··· Given entries ···

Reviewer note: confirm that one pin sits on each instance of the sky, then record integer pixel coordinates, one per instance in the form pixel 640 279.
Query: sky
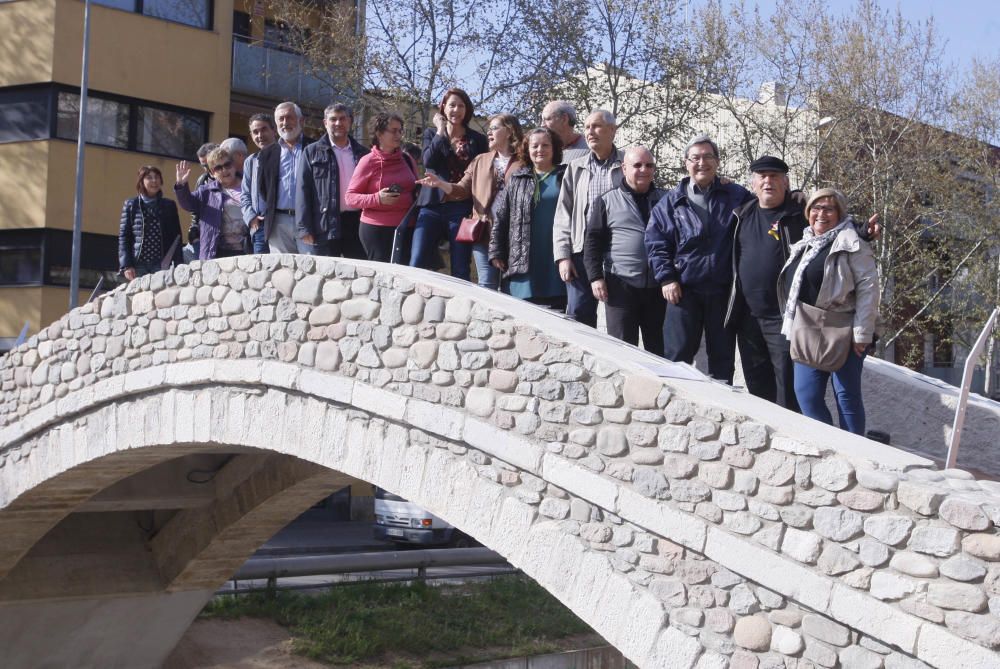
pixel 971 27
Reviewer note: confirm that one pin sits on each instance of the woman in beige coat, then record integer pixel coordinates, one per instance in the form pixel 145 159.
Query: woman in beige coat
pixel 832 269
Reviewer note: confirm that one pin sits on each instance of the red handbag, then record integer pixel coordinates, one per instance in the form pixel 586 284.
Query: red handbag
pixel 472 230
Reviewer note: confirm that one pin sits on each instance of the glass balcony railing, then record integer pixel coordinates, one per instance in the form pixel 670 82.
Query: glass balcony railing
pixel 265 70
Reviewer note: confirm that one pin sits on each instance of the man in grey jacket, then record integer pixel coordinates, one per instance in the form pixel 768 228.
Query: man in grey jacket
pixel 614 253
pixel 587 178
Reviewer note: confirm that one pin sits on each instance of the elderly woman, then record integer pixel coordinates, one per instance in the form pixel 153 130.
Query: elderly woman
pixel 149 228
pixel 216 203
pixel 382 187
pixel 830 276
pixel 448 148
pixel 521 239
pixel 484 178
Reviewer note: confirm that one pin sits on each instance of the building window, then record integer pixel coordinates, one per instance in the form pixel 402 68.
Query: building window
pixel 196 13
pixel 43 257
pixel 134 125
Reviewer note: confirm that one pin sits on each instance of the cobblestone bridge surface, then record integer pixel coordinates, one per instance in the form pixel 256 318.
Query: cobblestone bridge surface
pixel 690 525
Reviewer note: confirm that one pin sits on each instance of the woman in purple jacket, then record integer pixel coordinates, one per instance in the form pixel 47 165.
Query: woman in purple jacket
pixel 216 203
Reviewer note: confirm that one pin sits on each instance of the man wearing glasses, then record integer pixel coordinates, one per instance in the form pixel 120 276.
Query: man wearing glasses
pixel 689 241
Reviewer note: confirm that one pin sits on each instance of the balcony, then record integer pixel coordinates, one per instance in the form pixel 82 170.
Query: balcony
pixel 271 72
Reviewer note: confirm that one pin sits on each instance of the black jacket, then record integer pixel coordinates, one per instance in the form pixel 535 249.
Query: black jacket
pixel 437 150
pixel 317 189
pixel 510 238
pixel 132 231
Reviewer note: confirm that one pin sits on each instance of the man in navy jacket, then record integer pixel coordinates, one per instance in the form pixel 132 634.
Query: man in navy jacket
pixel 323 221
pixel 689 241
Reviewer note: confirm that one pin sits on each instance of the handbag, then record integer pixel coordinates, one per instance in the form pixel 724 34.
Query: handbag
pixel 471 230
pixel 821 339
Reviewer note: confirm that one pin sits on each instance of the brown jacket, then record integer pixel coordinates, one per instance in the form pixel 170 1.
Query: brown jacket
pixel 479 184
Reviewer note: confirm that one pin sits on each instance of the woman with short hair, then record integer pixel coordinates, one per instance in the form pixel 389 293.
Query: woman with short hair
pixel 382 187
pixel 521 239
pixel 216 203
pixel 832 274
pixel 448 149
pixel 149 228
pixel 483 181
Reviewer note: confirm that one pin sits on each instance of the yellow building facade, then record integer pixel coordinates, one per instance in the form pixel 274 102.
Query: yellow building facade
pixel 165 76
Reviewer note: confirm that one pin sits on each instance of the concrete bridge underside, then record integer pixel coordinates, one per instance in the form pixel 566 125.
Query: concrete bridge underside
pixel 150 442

···

# Problem:
Reproduce without changes everything in the items from the line containing "pixel 256 318." down to the line containing "pixel 821 339", with both of those lines included.

# The solution:
Reviewer note: confirm that one pin sits on each instance of the cobblestone bridge surface, then record integer pixel coordinates, one per instance in the form pixel 256 318.
Query: cobblestone bridge surface
pixel 690 525
Reviewer note: confirm that one pin sits on each instance of the woman in purple jacket, then record integer pixel coordinates, one per instance in the form pixel 47 165.
Query: woman in purple jacket
pixel 216 203
Reviewer note: confirm that one pin sits on each instance of the man wearing glasses, then record integer pixel coordinates, one per instance in the form pixel 120 276.
Query: man wearing glasses
pixel 689 241
Reviewer note: confirm that one pin sits on each instance of the balcony, then record integer pixel coordinates, one per instance in the form pixel 82 170.
Query: balcony
pixel 271 72
Reviewer note: confirm that one pin sits on each instance of the black jacket, then record integer pixel coordinates, one per instance in the form pixel 535 249.
Query: black jacket
pixel 437 150
pixel 317 189
pixel 510 238
pixel 132 231
Reviewer note: confirm that one pin sits on each instance of the man in navy jacket, then record integer pixel coordinates, one per instance in the form pixel 132 634.
Query: man in navy jacket
pixel 323 221
pixel 689 241
Reviewer note: confirm that one pin sits on each instance of the handbag, then record integer pixel coordinates, one per instance in the form pixel 724 34.
Query: handbag
pixel 471 230
pixel 821 339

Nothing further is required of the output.